**WHAT NEEDS TO BE DONE**
Extract the complete data exactly as given.

# # # # # # #

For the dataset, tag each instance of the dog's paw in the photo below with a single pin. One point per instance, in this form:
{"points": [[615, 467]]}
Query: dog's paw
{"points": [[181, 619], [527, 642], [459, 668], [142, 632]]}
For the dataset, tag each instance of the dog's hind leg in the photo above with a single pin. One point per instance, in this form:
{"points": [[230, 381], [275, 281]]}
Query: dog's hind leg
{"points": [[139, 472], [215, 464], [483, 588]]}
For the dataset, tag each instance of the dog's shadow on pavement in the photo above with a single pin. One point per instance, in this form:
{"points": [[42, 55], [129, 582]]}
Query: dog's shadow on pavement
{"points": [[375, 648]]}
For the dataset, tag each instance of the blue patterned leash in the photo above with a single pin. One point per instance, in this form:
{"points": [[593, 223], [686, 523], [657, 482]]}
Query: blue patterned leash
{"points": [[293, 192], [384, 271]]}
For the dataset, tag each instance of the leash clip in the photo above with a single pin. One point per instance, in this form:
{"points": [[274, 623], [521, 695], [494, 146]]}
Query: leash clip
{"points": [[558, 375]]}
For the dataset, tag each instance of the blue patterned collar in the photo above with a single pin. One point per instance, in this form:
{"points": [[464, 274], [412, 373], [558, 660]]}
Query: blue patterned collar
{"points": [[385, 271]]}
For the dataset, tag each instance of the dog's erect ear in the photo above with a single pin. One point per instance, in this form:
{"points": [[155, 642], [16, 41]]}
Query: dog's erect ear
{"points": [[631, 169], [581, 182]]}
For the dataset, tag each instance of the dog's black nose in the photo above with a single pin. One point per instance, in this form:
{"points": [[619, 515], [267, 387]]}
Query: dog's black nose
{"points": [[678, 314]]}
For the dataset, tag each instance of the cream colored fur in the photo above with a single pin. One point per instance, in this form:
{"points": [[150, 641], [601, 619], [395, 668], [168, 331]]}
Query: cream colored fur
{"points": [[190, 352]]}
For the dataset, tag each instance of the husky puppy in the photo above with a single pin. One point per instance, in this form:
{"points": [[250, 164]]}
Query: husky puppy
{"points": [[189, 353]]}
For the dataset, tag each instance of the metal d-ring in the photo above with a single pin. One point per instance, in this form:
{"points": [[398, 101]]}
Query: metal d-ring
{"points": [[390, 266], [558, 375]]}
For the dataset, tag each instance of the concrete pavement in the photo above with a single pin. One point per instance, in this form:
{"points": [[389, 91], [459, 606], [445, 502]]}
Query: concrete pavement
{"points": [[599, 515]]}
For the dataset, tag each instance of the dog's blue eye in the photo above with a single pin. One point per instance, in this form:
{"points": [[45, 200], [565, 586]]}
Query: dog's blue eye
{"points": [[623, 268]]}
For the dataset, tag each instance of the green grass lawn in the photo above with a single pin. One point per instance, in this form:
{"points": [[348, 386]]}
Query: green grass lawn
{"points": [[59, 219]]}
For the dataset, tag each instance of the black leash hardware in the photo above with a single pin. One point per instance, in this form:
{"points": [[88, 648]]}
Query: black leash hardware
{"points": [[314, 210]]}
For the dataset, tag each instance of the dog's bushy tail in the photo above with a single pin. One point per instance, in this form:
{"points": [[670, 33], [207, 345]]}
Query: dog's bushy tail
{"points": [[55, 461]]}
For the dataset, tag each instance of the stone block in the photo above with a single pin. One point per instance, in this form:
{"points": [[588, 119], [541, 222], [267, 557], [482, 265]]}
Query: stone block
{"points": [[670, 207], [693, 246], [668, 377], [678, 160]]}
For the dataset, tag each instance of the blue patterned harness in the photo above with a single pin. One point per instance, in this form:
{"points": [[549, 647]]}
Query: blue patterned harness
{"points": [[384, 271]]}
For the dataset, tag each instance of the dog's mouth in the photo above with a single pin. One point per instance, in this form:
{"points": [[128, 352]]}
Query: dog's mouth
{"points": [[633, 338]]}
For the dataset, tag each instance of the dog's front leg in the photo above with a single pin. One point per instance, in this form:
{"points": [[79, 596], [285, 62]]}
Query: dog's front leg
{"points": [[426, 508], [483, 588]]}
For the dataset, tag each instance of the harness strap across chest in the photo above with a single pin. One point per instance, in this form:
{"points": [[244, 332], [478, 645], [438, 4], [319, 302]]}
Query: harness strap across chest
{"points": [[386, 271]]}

# # # # # # #

**REPLY**
For the dataset, tag each instance of the dog's paw in the photo below with a single pin. One point per instance, in this form:
{"points": [[615, 467]]}
Query: dog's paw
{"points": [[181, 619], [527, 642], [459, 668], [142, 632]]}
For the dataset, tag each instance of the dog's hind leg in the photo above with a single pin. One point per instance, in this form:
{"points": [[230, 381], [275, 281]]}
Query: dog's hind leg
{"points": [[139, 472], [215, 464], [483, 588]]}
For the dataset, tag each instance of the dog's shadow on pavement in the photo above with a single pin. One point per instance, in this form:
{"points": [[42, 55], [129, 582]]}
Query: dog's shadow on pavement
{"points": [[375, 648]]}
For the dataset, tag each instance of the blue patterned leash in the photo above with a single pin. One point per instance, in this form:
{"points": [[593, 223], [686, 523], [657, 482]]}
Query: blue patterned leash
{"points": [[293, 192], [384, 271]]}
For the dataset, tag each instance of the leash clip in the photo above with a single pin. One point per instance, in this form:
{"points": [[274, 623], [521, 695], [494, 146]]}
Query: leash clip
{"points": [[558, 375]]}
For the dataset, tag each instance of the blue patterned collar in the photo above with a single pin. One point per instance, in this form:
{"points": [[464, 274], [412, 373], [558, 660]]}
Query: blue patterned collar
{"points": [[385, 271]]}
For the dataset, tag each instance of the dog's erect ear in the photo above with a single pin. One point per instance, in this form:
{"points": [[155, 642], [16, 41]]}
Query: dog's erect ear
{"points": [[631, 169], [581, 182]]}
For the dataset, tag each instance of the dog's black nose in the photo above with a single pin. One point per instance, in this form:
{"points": [[619, 515], [267, 387]]}
Query: dog's black nose
{"points": [[678, 314]]}
For the dataset, tag each instance of the cream colored fur in the photo above with a single pin. One point per instance, in this form:
{"points": [[150, 641], [601, 619], [395, 668], [168, 331]]}
Query: cream colored fur
{"points": [[190, 352]]}
For the dataset, tag each instance of the husky puppy in the photo above with a single pin. One point per instance, in this form:
{"points": [[250, 164]]}
Query: husky puppy
{"points": [[189, 353]]}
For the dataset, tag each instance of the metal d-ring in the photo above with a single pin. One point per instance, in this form:
{"points": [[398, 101]]}
Query: metal d-ring
{"points": [[390, 266], [558, 375]]}
For the dataset, tag each instance of the concrete pavement in the photo above with a single pin. One point per instance, in this form:
{"points": [[389, 91], [459, 606], [445, 502]]}
Query: concrete pavement
{"points": [[599, 515]]}
For the dataset, tag each instance of the dog's blue eye in the photo above with a single pin. One point per instance, in this form:
{"points": [[45, 200], [565, 586]]}
Query: dog's blue eye
{"points": [[623, 268]]}
For the dataset, tag each instance of the green grass lawn in the photo above with a single pin. One point per instance, in this form:
{"points": [[348, 386]]}
Query: green grass lawn
{"points": [[59, 219]]}
For the dataset, tag each instance of the black leash hardware in the photo above with a single pin. One point per instance, in this form:
{"points": [[88, 648]]}
Query: black leash hardware
{"points": [[314, 210]]}
For the dataset, tag each instance of the dog's bushy tail in the photo above with a single pin. One point per instance, in this form:
{"points": [[670, 33], [207, 345]]}
Query: dog's bushy tail
{"points": [[55, 461]]}
For the dataset, tag each instance of the stone block in the photo above with a single pin. One point per instance, in this form:
{"points": [[588, 119], [541, 222], [267, 557], [482, 265]]}
Query: stone block
{"points": [[670, 207], [693, 246], [668, 377], [678, 160]]}
For the dataset, tag each instance of the blue patterned harness in the photo above with a single pin. One point per instance, in this form:
{"points": [[549, 647]]}
Query: blue patterned harness
{"points": [[384, 271]]}
For the dataset, tag each instance of the dog's mouth in the photo above with a single pin. One point per instance, in this form:
{"points": [[128, 352]]}
Query: dog's mouth
{"points": [[633, 338]]}
For the dataset, tag each instance of the dog's front leg in the photo above with a single pin. One point per instance, in this form:
{"points": [[79, 596], [285, 62]]}
Query: dog's front leg
{"points": [[426, 508], [483, 588]]}
For the dataset, tag each instance of the harness strap across chest in the photo above with a single pin. One point per instance, in this form:
{"points": [[244, 332], [478, 645], [438, 4], [319, 302]]}
Query: harness strap across chest
{"points": [[386, 271]]}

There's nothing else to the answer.